───── Data to process

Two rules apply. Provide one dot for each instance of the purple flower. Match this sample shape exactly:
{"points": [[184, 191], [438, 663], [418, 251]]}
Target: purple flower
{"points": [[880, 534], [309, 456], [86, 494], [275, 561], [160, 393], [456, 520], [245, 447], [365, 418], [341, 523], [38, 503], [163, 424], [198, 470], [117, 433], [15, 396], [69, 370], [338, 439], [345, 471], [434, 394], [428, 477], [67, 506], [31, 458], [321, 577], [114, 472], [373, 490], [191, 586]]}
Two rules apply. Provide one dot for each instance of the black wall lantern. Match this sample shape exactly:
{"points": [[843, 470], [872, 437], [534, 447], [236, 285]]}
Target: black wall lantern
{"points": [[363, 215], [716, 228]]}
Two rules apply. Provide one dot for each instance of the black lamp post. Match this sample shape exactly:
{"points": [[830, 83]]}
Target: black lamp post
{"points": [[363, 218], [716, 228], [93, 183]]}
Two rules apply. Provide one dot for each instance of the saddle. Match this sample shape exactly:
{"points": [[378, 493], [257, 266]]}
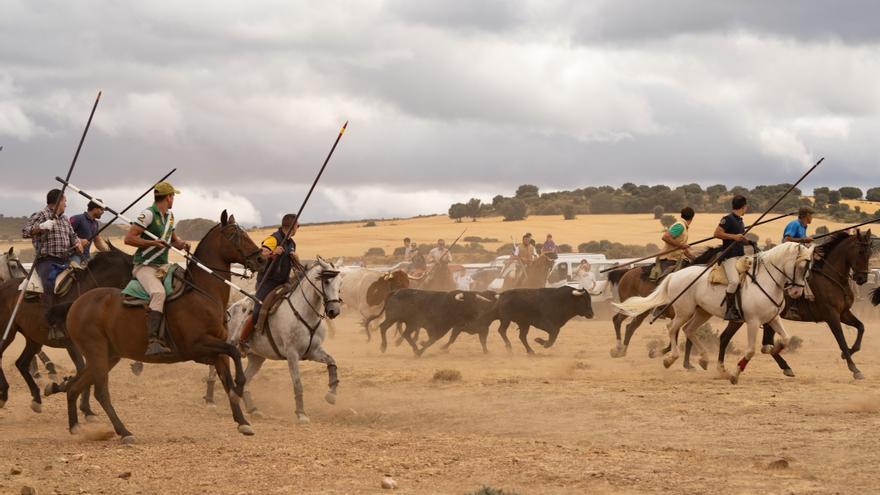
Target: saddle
{"points": [[134, 294], [271, 304], [717, 276]]}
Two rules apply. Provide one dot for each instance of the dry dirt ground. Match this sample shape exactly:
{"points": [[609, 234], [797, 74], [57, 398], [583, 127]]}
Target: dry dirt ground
{"points": [[571, 420]]}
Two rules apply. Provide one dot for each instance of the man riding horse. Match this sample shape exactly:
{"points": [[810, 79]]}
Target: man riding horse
{"points": [[280, 246], [151, 258], [53, 239], [674, 238], [731, 230]]}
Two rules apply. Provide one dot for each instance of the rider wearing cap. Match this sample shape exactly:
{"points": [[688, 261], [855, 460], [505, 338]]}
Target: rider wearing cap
{"points": [[731, 231], [282, 249], [53, 240], [151, 258], [796, 230]]}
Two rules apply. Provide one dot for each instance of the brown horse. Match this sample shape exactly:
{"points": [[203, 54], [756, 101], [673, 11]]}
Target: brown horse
{"points": [[632, 282], [534, 276], [105, 330], [842, 256], [107, 269]]}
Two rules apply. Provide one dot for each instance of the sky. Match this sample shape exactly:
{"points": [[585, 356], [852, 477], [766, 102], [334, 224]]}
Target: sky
{"points": [[446, 100]]}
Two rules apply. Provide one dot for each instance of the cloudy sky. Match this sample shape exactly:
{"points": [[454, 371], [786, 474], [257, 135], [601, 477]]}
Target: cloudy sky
{"points": [[447, 99]]}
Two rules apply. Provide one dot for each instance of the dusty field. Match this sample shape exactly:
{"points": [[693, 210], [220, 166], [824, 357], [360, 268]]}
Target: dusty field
{"points": [[572, 420]]}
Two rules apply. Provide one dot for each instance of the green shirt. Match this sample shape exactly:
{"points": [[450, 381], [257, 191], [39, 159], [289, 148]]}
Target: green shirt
{"points": [[160, 226]]}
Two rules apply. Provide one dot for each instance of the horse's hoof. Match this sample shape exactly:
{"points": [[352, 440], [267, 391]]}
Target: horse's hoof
{"points": [[137, 368]]}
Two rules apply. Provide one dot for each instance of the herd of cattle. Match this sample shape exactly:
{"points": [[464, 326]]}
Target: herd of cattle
{"points": [[374, 295]]}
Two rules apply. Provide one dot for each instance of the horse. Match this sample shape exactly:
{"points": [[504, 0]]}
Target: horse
{"points": [[843, 254], [295, 331], [105, 330], [107, 269], [632, 282], [773, 272], [528, 276]]}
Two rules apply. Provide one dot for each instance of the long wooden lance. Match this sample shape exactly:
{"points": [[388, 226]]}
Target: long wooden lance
{"points": [[305, 201], [615, 267], [54, 213], [130, 206], [187, 256], [718, 256], [875, 220]]}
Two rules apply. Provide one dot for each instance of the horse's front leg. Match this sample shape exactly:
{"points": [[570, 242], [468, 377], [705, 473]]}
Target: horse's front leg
{"points": [[753, 327], [321, 356]]}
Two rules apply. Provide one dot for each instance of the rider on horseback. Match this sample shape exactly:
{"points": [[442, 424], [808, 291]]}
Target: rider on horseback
{"points": [[284, 250], [731, 230], [53, 240], [151, 258], [674, 238]]}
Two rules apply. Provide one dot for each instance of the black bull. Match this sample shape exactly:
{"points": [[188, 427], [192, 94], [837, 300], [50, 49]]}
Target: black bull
{"points": [[473, 312]]}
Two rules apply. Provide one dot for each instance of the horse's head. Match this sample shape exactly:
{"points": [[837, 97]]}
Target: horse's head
{"points": [[323, 275], [234, 245], [798, 265]]}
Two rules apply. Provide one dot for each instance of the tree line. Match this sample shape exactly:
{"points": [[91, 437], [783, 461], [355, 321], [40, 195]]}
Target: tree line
{"points": [[662, 200]]}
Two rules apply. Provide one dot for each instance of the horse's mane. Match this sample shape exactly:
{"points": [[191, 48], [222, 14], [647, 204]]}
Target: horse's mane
{"points": [[834, 240]]}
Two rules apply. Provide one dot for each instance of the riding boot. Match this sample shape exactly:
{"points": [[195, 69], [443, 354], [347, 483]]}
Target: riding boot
{"points": [[155, 346], [732, 312]]}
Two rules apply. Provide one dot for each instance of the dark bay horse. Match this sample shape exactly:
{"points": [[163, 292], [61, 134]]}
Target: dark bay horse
{"points": [[105, 330], [635, 282], [843, 256], [106, 269]]}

──────────

**What to do**
Rewrite all of the material above, swapping "Target" for "Label" wherever it appears and leaving everything else unchanged. Leave out the pictures.

**The output**
Two rules apply. Provide one dot for each instance of the purple flower. Match this sample shape exactly:
{"points": [[184, 191], [438, 663], [418, 251]]}
Label: purple flower
{"points": [[880, 534], [309, 456], [86, 494], [275, 561], [160, 393], [456, 520], [245, 447], [365, 418], [341, 523], [38, 503], [163, 424], [198, 470], [117, 433], [15, 396], [69, 370], [338, 439], [345, 471], [434, 394], [428, 477], [67, 506], [31, 458], [321, 577], [114, 472], [373, 490], [191, 586]]}
Two rules apply. Provide one dot for each instance of the black wall lantern. Match this sample shape exactly:
{"points": [[843, 470], [872, 437], [534, 447], [236, 285]]}
Label: black wall lantern
{"points": [[363, 215], [716, 228]]}
Two rules apply. Provide one dot for each instance of the black lamp post. Match this sample shape exactly:
{"points": [[830, 83]]}
Label: black lamp post
{"points": [[363, 218], [716, 228], [93, 183]]}
Two rules apply. Provide one dot for each instance of the saddle. Match this sample shape exactly:
{"points": [[378, 493], [257, 266]]}
Label: saddle
{"points": [[134, 294], [271, 304], [717, 276]]}
Two rules apply. Provide one dot for each instance of the dry dirt ground. Match this sample shape exactly:
{"points": [[609, 234], [797, 74], [57, 398], [583, 127]]}
Label: dry dirt ground
{"points": [[571, 420]]}
Two rules apply. Provide one dot for each instance of the man riding horse. Match this sample shape exactly:
{"points": [[810, 79]]}
Label: man riding horse
{"points": [[280, 246], [151, 258], [53, 239], [674, 238], [731, 230]]}
Two rules apply. Provide one dot for each instance of the rider wearing cap. Match this sample shape exactly:
{"points": [[688, 261], [855, 460], [505, 338]]}
Label: rider wearing cap
{"points": [[731, 231], [282, 249], [53, 240], [151, 258], [796, 230]]}
Two rules apply. Provide one dot for each instance of the brown horse. Match this sample shape exactly:
{"points": [[203, 54], [756, 101], [673, 11]]}
Label: brown horse
{"points": [[632, 282], [534, 276], [105, 330], [842, 256], [107, 269]]}
Two rules apply. Provide one dot for each instance of the sky. Match this sample shape exactly:
{"points": [[585, 356], [852, 477], [766, 102], [334, 224]]}
Label: sky
{"points": [[446, 100]]}
Two rules apply. Provide one dot for each instance of the cloudy sky. Match this sample shape exactly:
{"points": [[454, 371], [786, 474], [257, 135], [601, 477]]}
Label: cloudy sky
{"points": [[447, 99]]}
Two rules apply. Provide one dot for each instance of the dusty field. Match this sample shape exactly:
{"points": [[693, 210], [220, 166], [824, 357], [360, 268]]}
Label: dusty field
{"points": [[572, 420]]}
Two rules apply. Provide one dot for each instance of the green shirt. Match this sample shape exactly:
{"points": [[450, 381], [257, 191], [39, 159], [289, 148]]}
Label: green shirt
{"points": [[160, 226]]}
Two rules apply. Provide one dot for each instance of the horse's hoof. Match this sample shape exactly:
{"points": [[352, 440], [267, 391]]}
Label: horse's hoof
{"points": [[137, 368]]}
Two rules apply. Provide one dot for each instance of the herd of cattle. Match this sample shape exactly:
{"points": [[464, 326]]}
Label: herd of cattle
{"points": [[374, 295]]}
Two rules apply. Provide one dot for each instance of the horse. Match this sample shape exactly:
{"points": [[504, 0]]}
Label: horse
{"points": [[843, 254], [295, 331], [105, 330], [107, 269], [632, 282], [773, 272], [528, 276]]}
Two rules apply. Provide one dot for each instance of the long wooden lance. Match this sample shape exactly:
{"points": [[388, 226]]}
Label: long wooden lance
{"points": [[305, 201], [615, 267], [54, 213], [130, 206], [187, 256], [718, 256], [875, 220]]}
Two rules apply. Provide one dot for each instance of the horse's front leg. Match this sample shape exactly:
{"points": [[570, 242], [468, 377], [705, 473]]}
Label: horse's front leg
{"points": [[753, 327], [321, 356]]}
Two rules apply. Provide one dot for each instance of the rider on horseback. Match this sample shape exactly:
{"points": [[442, 424], [808, 291]]}
Label: rider on horseback
{"points": [[284, 250], [731, 230], [53, 240], [151, 258], [674, 238]]}
Two rules apply. Provide one dot for each instance of the black bull. Match this sample shape exactly:
{"points": [[188, 427], [192, 94], [837, 300], [50, 49]]}
Label: black bull
{"points": [[473, 312]]}
Two rules apply. Provide one dot for each instance of the horse's head. Match this sample shape exactly:
{"points": [[837, 97]]}
Label: horse's head
{"points": [[323, 275], [234, 245], [798, 265]]}
Two rules apply. Provide one dot for each instance of the tree line. Match this sample shape exactly:
{"points": [[91, 437], [783, 461], [355, 321], [40, 195]]}
Label: tree line
{"points": [[662, 200]]}
Two rules apply. Provide one dot for each instance of the horse's mane. Match this sample shape exactly:
{"points": [[191, 48], [222, 14], [647, 204]]}
Label: horse's mane
{"points": [[834, 240]]}
Two rules apply. Provide one dot for each instance of the riding boot. Match this sample shape exactly:
{"points": [[195, 69], [443, 354], [347, 483]]}
Label: riding boot
{"points": [[155, 346], [732, 312]]}
Two rules apply. Provide one dot for each instance of the dark bay horse. Match this sample shape exactly:
{"points": [[163, 292], [61, 134]]}
Label: dark bay horse
{"points": [[105, 330], [635, 282], [843, 256], [106, 269]]}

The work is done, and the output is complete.